** Data for this exercise **
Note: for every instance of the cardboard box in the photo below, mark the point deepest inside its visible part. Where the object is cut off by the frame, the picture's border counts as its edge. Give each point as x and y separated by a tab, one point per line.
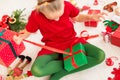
92	23
9	50
77	59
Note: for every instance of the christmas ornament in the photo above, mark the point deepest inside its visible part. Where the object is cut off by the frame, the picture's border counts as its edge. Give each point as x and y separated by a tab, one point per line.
109	61
17	21
109	7
110	25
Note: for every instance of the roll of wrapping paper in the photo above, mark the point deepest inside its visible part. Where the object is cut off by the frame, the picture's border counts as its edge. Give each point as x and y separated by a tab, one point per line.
48	47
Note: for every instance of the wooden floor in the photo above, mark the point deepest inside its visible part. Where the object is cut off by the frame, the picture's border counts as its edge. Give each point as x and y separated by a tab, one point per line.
99	72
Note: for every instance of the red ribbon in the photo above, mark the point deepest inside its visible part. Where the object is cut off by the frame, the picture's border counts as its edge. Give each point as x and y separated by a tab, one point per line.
85	35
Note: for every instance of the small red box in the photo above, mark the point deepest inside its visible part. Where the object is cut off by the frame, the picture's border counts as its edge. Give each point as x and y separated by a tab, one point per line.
115	37
92	23
9	50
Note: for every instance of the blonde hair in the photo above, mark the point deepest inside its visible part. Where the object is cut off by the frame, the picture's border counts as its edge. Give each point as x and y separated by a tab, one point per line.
49	5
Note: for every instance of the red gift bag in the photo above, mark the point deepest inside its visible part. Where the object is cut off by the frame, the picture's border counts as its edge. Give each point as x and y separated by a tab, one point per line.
92	23
9	50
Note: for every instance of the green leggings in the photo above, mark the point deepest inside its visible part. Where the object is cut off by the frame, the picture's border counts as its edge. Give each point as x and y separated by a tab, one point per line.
51	65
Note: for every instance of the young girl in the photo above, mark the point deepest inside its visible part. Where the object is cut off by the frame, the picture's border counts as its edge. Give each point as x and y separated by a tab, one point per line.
53	18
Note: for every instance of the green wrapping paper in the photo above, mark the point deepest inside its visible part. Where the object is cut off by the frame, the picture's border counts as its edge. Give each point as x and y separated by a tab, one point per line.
77	59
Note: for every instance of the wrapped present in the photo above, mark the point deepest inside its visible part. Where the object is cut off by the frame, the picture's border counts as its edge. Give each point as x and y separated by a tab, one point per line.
115	37
92	23
9	50
77	59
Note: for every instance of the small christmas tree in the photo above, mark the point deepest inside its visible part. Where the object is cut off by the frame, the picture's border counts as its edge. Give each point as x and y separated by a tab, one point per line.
17	20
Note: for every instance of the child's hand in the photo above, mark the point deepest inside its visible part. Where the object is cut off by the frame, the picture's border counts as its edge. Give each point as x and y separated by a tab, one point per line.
98	17
17	39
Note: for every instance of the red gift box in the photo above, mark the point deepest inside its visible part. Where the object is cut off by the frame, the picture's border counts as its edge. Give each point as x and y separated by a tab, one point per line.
115	37
9	50
92	23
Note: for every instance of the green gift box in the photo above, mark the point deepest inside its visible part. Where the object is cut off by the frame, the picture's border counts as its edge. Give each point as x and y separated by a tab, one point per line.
77	59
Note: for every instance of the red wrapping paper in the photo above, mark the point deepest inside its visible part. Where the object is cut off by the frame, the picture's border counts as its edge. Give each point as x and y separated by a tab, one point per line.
6	54
115	37
92	23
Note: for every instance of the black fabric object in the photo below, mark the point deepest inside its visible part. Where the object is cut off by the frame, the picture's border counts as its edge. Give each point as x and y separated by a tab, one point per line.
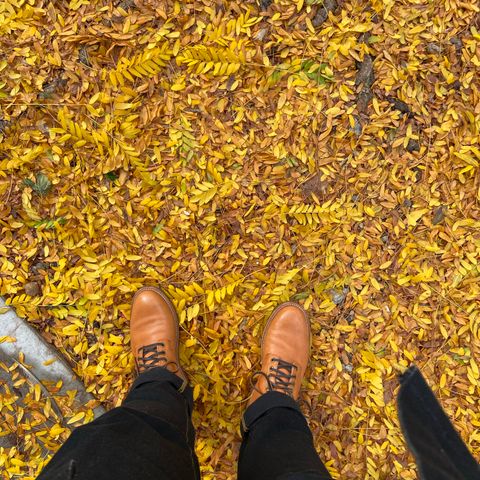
438	449
151	437
277	442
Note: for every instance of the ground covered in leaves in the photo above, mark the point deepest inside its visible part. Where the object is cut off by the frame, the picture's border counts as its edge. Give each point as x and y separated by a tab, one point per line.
239	155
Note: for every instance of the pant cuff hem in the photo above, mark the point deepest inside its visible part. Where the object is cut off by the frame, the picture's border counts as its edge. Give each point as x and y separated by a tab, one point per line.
263	404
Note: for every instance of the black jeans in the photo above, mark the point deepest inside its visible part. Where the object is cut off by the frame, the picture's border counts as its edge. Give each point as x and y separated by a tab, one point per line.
151	437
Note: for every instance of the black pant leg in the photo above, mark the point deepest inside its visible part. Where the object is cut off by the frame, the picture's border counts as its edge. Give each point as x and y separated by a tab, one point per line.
277	442
150	437
438	448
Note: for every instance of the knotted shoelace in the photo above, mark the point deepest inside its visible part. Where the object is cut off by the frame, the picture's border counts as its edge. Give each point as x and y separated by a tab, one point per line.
281	377
154	355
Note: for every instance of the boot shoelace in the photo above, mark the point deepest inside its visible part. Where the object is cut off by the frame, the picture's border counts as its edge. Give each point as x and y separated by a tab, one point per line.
281	377
154	355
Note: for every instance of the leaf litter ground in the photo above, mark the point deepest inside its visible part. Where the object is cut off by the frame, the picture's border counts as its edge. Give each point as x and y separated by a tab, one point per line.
241	155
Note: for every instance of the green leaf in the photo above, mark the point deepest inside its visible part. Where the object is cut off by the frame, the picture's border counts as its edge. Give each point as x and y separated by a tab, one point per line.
43	184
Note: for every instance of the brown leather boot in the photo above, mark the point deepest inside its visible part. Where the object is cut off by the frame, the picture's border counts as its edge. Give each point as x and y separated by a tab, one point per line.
154	332
285	352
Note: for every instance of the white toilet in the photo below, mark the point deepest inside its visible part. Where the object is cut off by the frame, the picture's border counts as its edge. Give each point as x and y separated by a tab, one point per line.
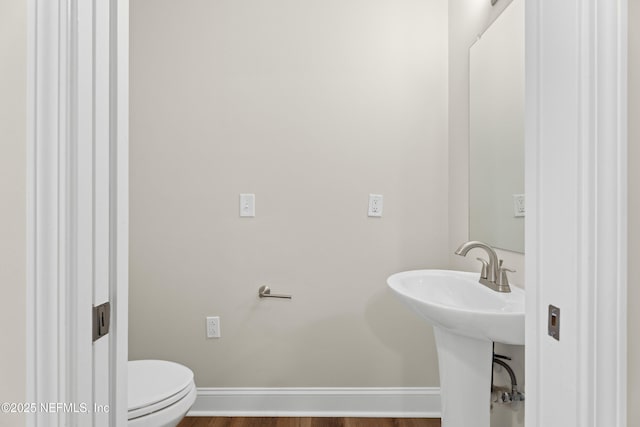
160	393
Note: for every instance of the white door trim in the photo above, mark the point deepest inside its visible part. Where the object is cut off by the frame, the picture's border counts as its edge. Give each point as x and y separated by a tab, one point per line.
576	205
61	167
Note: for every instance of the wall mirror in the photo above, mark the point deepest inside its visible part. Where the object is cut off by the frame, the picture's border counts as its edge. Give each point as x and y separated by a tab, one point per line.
496	132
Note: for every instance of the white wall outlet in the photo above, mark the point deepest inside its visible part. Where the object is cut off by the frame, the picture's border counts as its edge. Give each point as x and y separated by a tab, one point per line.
518	205
375	204
213	327
247	205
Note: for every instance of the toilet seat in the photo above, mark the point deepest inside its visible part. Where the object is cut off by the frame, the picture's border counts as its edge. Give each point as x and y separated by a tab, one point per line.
157	385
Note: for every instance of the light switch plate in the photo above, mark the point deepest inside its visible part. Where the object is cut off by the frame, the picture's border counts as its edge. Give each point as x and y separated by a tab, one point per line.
375	205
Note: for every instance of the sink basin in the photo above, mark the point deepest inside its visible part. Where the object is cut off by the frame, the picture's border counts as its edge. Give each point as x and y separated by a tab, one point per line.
467	318
455	301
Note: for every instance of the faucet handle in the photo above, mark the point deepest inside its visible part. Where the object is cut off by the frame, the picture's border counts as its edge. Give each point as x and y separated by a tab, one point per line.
485	268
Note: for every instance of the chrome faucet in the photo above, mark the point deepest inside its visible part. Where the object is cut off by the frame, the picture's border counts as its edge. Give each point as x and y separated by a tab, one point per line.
493	275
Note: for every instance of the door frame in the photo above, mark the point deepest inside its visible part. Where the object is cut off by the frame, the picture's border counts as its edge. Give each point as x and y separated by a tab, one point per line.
576	225
61	54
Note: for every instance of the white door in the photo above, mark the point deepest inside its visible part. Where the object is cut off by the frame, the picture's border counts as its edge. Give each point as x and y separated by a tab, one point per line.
77	231
576	207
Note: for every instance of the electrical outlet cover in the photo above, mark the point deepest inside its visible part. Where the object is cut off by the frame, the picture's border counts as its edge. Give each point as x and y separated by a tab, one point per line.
375	205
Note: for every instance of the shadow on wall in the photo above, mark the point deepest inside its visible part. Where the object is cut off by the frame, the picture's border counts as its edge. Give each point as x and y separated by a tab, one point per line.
334	339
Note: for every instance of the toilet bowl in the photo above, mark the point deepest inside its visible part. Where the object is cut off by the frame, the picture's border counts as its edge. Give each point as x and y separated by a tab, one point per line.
160	393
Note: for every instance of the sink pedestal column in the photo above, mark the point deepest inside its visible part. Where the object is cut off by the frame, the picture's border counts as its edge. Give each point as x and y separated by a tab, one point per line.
465	379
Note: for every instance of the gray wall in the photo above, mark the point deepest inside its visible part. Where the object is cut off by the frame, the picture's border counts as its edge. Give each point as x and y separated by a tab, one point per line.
634	214
13	46
311	106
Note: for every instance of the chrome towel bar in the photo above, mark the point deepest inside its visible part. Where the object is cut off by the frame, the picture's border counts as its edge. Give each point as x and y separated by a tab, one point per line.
265	292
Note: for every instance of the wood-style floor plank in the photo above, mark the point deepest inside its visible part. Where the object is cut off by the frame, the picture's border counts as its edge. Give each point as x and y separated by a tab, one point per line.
307	422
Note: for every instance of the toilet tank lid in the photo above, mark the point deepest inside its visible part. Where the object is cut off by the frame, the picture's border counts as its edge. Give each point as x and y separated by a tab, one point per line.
152	381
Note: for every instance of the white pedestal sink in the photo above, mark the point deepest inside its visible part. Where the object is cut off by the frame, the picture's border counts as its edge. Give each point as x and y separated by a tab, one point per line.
467	318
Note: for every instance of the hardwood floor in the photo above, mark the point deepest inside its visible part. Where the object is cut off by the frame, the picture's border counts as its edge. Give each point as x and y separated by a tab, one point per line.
307	422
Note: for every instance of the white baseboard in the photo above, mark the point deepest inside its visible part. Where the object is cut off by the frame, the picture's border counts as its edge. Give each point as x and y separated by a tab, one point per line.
423	402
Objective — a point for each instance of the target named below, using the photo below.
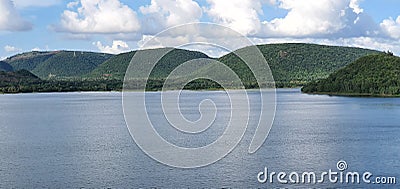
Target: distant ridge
(292, 64)
(371, 75)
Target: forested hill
(58, 64)
(116, 66)
(5, 67)
(291, 65)
(296, 64)
(372, 75)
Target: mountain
(295, 64)
(116, 66)
(13, 81)
(372, 75)
(291, 64)
(4, 66)
(58, 64)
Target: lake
(74, 140)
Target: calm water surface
(72, 140)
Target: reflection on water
(80, 140)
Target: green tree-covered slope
(29, 60)
(116, 66)
(4, 66)
(375, 75)
(58, 64)
(296, 64)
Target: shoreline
(360, 95)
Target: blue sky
(115, 26)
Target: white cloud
(240, 15)
(10, 19)
(9, 48)
(313, 18)
(30, 3)
(72, 4)
(166, 13)
(117, 47)
(36, 49)
(98, 16)
(391, 27)
(354, 4)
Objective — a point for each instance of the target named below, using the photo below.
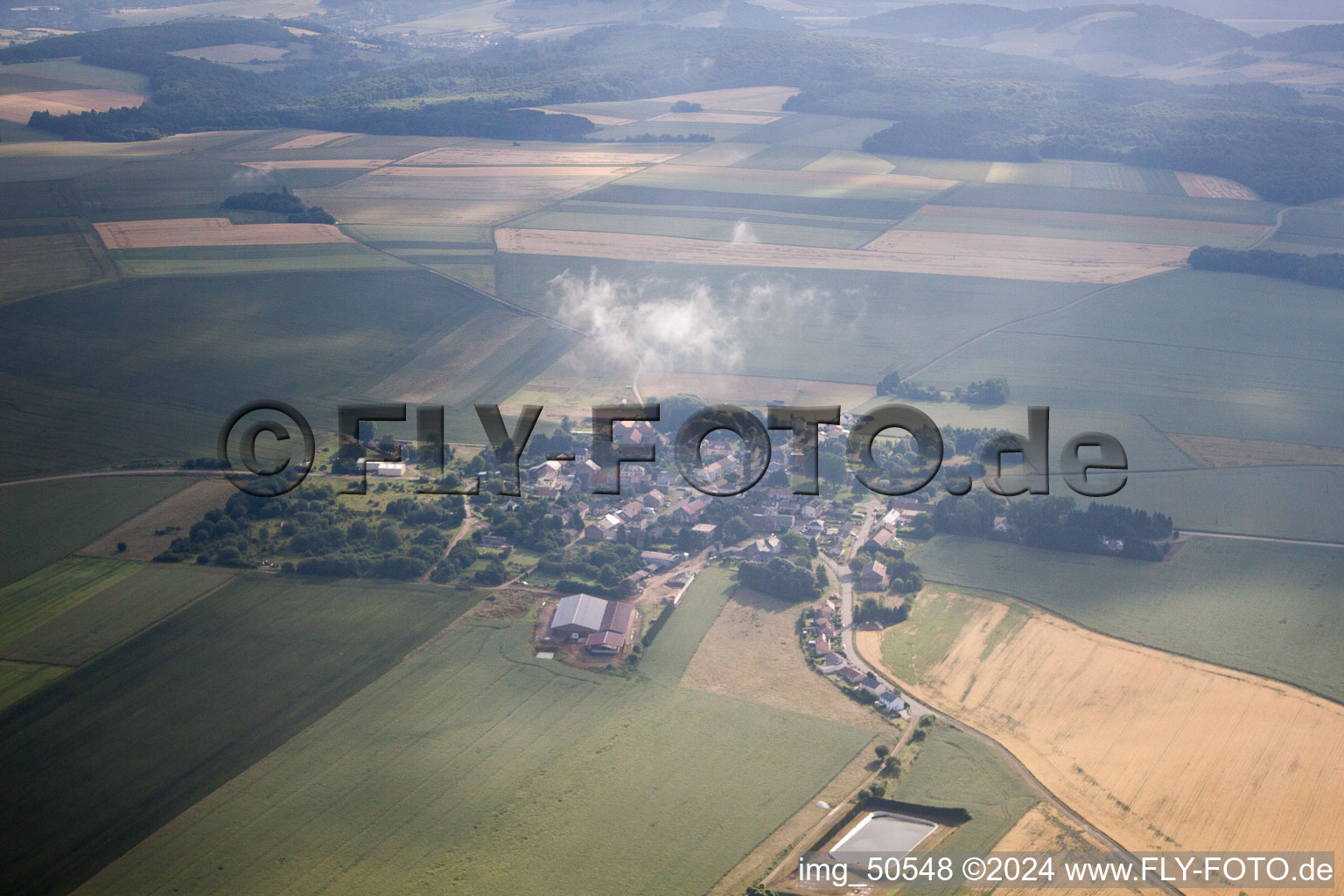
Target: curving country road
(918, 708)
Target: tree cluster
(780, 579)
(1318, 270)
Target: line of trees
(1318, 270)
(780, 579)
(942, 101)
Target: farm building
(874, 577)
(831, 662)
(851, 675)
(381, 468)
(604, 529)
(659, 560)
(578, 614)
(890, 702)
(605, 625)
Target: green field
(1109, 202)
(47, 520)
(1270, 609)
(27, 604)
(108, 754)
(168, 358)
(471, 755)
(844, 326)
(66, 74)
(20, 679)
(957, 770)
(782, 158)
(1130, 228)
(104, 618)
(1186, 349)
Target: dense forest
(942, 101)
(1318, 270)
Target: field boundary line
(1030, 318)
(1026, 773)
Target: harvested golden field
(1156, 750)
(1045, 830)
(930, 216)
(597, 120)
(760, 389)
(1124, 261)
(318, 163)
(213, 231)
(737, 98)
(1216, 451)
(468, 195)
(721, 153)
(449, 360)
(794, 183)
(173, 517)
(907, 251)
(500, 155)
(233, 52)
(19, 107)
(752, 653)
(1213, 187)
(113, 614)
(310, 141)
(32, 265)
(717, 117)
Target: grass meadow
(47, 520)
(958, 771)
(1264, 607)
(145, 371)
(1153, 748)
(472, 767)
(108, 754)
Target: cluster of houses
(647, 516)
(820, 634)
(883, 536)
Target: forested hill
(944, 101)
(163, 38)
(1145, 32)
(1306, 39)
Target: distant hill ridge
(1306, 39)
(1158, 34)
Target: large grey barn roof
(581, 610)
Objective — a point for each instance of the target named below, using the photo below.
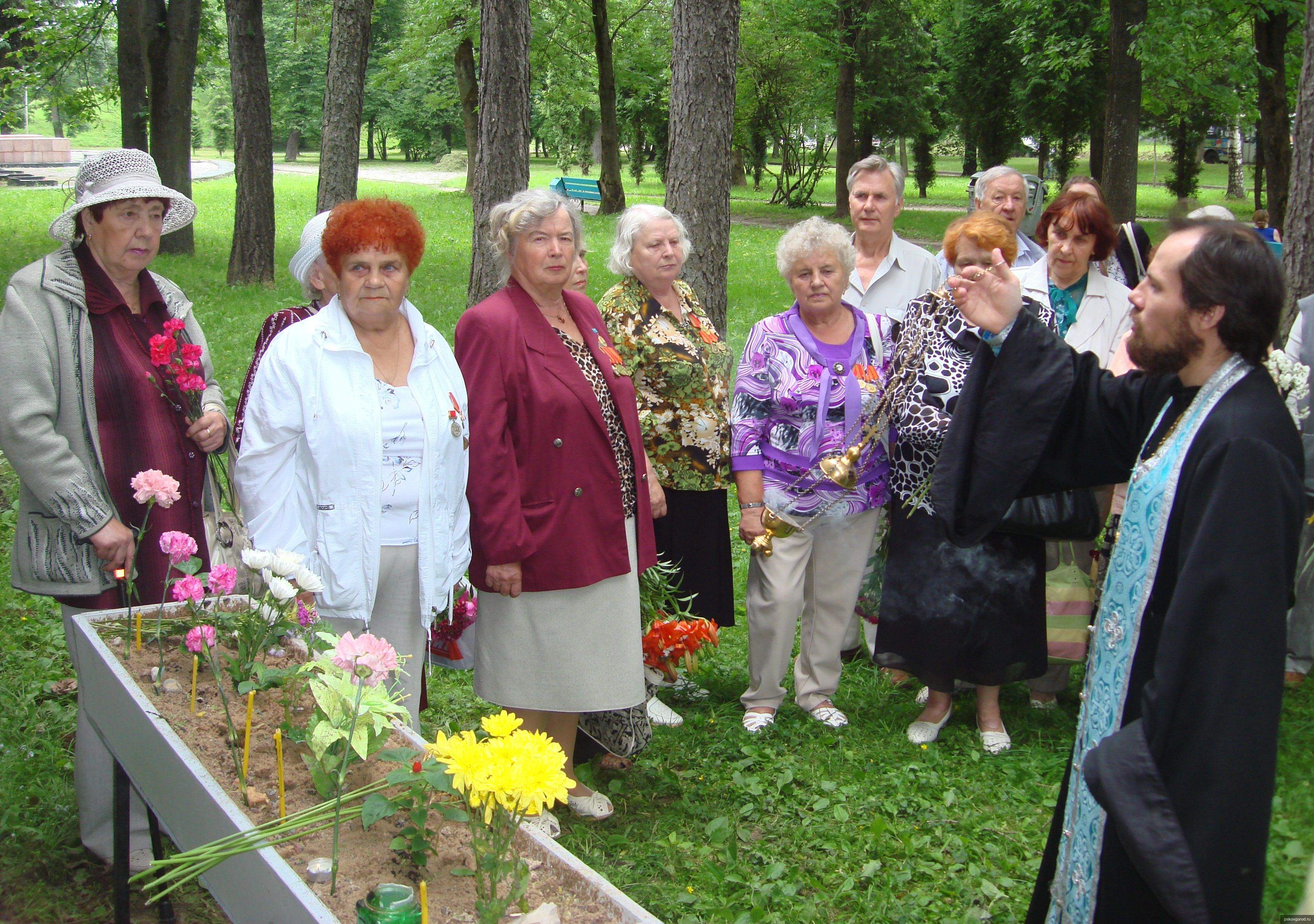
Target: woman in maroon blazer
(562, 492)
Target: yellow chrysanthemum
(501, 725)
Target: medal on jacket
(618, 365)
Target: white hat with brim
(311, 250)
(124, 173)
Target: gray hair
(525, 212)
(997, 174)
(809, 237)
(633, 221)
(876, 164)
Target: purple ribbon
(853, 392)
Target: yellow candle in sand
(278, 751)
(246, 740)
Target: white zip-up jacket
(311, 470)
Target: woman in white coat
(1093, 311)
(355, 451)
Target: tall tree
(502, 150)
(1299, 248)
(1123, 116)
(1271, 31)
(609, 169)
(705, 46)
(174, 35)
(468, 88)
(345, 96)
(251, 258)
(133, 74)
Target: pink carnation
(366, 652)
(188, 588)
(200, 637)
(223, 579)
(178, 546)
(154, 486)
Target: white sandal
(596, 806)
(756, 722)
(545, 823)
(830, 715)
(926, 732)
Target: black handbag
(1070, 516)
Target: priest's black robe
(1188, 780)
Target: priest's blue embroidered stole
(1113, 642)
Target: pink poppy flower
(188, 589)
(223, 579)
(199, 638)
(366, 654)
(178, 546)
(154, 486)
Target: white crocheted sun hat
(305, 258)
(124, 173)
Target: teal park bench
(579, 189)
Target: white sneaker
(661, 714)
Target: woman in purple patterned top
(820, 353)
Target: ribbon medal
(705, 334)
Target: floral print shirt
(681, 374)
(776, 412)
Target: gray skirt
(564, 651)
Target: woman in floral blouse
(822, 354)
(681, 372)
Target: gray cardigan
(48, 424)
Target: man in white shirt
(1003, 191)
(890, 271)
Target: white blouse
(402, 428)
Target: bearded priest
(1165, 808)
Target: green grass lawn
(798, 825)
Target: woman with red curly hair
(364, 393)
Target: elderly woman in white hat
(319, 286)
(82, 416)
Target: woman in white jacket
(355, 446)
(1093, 311)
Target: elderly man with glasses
(1003, 191)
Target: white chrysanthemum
(257, 559)
(308, 580)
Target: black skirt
(696, 537)
(970, 614)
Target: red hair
(372, 224)
(1088, 216)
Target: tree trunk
(345, 98)
(1236, 171)
(1123, 118)
(502, 150)
(133, 74)
(173, 71)
(468, 88)
(1271, 32)
(609, 154)
(1297, 250)
(705, 48)
(251, 258)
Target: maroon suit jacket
(545, 489)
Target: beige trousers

** What the exercise asks **
Please write out only the lines from the one containing "Target: tree trunk" to the end of the records above, exactly, both ends included.

** Solution to this exercise **
Target: tree trunk
(345, 98)
(1236, 171)
(1123, 118)
(502, 150)
(133, 74)
(173, 71)
(468, 88)
(1271, 32)
(609, 154)
(1297, 250)
(705, 48)
(251, 258)
Target: maroon suit jacket
(545, 489)
Target: beige trousers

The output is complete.